═════ Exercise material ═════

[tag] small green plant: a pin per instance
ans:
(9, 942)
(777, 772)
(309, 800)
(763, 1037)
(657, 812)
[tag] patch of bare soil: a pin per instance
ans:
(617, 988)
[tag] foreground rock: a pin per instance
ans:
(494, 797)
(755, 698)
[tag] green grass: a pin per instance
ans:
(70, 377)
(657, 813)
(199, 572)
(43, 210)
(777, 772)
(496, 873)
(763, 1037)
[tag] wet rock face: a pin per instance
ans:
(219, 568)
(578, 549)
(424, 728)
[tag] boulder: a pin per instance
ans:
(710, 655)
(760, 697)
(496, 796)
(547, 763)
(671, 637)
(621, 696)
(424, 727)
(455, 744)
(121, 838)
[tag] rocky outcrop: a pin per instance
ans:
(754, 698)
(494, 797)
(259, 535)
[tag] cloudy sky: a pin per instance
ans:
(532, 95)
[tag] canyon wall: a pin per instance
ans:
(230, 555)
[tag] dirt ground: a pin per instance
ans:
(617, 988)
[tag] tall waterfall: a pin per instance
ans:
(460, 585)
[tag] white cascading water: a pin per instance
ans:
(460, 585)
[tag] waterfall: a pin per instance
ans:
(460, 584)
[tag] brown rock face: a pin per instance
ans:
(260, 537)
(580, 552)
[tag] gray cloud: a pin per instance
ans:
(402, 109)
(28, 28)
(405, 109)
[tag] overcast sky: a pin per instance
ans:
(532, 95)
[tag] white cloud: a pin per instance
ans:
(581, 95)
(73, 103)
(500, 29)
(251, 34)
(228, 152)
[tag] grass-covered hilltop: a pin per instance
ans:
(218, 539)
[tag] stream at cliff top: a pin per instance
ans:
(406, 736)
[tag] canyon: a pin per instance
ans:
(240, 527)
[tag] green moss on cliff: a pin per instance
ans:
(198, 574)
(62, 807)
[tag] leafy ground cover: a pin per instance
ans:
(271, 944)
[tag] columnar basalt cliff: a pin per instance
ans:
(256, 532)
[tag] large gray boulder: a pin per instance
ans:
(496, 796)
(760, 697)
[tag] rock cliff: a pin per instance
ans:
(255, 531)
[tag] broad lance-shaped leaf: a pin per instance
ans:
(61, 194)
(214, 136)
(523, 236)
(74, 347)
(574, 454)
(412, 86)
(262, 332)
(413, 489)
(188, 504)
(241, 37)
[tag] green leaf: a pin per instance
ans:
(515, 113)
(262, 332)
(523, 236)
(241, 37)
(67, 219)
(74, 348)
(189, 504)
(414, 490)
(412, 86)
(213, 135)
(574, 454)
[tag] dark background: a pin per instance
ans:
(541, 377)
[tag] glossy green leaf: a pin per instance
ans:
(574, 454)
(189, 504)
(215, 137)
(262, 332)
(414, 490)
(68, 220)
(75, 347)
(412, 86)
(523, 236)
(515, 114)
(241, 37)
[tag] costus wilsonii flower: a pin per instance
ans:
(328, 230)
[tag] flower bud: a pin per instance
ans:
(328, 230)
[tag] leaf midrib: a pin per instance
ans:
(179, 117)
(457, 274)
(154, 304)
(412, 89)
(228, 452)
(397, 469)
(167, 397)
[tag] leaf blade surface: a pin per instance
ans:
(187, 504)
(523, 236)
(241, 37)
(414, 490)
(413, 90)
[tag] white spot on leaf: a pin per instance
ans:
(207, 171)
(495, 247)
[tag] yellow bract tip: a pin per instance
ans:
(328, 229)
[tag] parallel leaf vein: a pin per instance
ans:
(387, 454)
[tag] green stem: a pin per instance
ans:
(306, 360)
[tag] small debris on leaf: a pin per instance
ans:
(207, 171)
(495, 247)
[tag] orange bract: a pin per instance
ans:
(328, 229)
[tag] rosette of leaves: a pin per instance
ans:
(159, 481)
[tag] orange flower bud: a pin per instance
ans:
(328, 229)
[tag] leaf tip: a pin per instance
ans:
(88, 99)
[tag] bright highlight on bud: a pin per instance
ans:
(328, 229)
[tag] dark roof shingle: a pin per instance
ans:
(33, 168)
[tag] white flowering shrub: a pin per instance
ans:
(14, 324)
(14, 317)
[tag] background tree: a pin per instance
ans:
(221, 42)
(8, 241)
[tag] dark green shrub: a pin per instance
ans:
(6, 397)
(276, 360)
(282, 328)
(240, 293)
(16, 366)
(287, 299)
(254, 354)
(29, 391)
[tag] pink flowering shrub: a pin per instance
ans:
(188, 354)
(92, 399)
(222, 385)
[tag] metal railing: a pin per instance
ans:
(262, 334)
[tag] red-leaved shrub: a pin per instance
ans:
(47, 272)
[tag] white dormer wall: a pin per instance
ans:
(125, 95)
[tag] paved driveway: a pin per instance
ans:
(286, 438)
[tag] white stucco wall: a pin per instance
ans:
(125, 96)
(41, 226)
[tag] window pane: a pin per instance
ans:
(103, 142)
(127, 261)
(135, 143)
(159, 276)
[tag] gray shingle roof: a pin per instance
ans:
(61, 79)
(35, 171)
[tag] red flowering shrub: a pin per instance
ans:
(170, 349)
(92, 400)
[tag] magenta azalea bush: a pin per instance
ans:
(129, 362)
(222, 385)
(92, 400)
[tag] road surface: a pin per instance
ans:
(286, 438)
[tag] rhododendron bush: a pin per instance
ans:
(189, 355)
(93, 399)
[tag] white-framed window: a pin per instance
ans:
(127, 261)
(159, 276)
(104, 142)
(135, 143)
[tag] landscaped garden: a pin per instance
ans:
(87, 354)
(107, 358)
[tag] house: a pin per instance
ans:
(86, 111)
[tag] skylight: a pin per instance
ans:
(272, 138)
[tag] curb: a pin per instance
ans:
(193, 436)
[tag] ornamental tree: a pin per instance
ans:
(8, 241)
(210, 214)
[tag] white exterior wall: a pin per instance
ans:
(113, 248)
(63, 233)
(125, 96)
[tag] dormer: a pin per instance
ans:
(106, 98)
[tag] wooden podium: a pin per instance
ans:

═════

**What to produce**
Starting at the line that has "[tag] gray shingle roof: a pin per instance" and going through the end of the records, write those lines out again with "rhododendron bush" swapped for "flowering bush" and nothing else altered.

**Exercise solution**
[tag] gray shingle roof: a pin per instance
ans:
(61, 79)
(35, 171)
[tag] red flowering shrub: a pin per instance
ans:
(170, 349)
(92, 400)
[tag] magenta azalea bush: a pin per instance
ans:
(129, 362)
(222, 385)
(92, 400)
[tag] road surface: a pin per instance
ans:
(286, 438)
[tag] flowering bush: a pin per instance
ans:
(189, 355)
(93, 399)
[tag] white-framed window: a pin per instance
ans:
(127, 261)
(159, 276)
(104, 142)
(135, 143)
[tag] landscaped garden: a pin per instance
ans:
(87, 354)
(107, 358)
[tag] house: a pin per instance
ans:
(86, 111)
[tag] skylight: a pin per instance
ans:
(272, 138)
[tag] curb: a pin per instance
ans:
(193, 436)
[tag] ornamental tree: a pin per instance
ans:
(8, 241)
(210, 214)
[tag] white exterior wall: a pin per instance
ans:
(113, 248)
(63, 233)
(125, 96)
[tag] dormer: a pin per instance
ans:
(106, 98)
[tag] wooden podium: a pin per instance
ans:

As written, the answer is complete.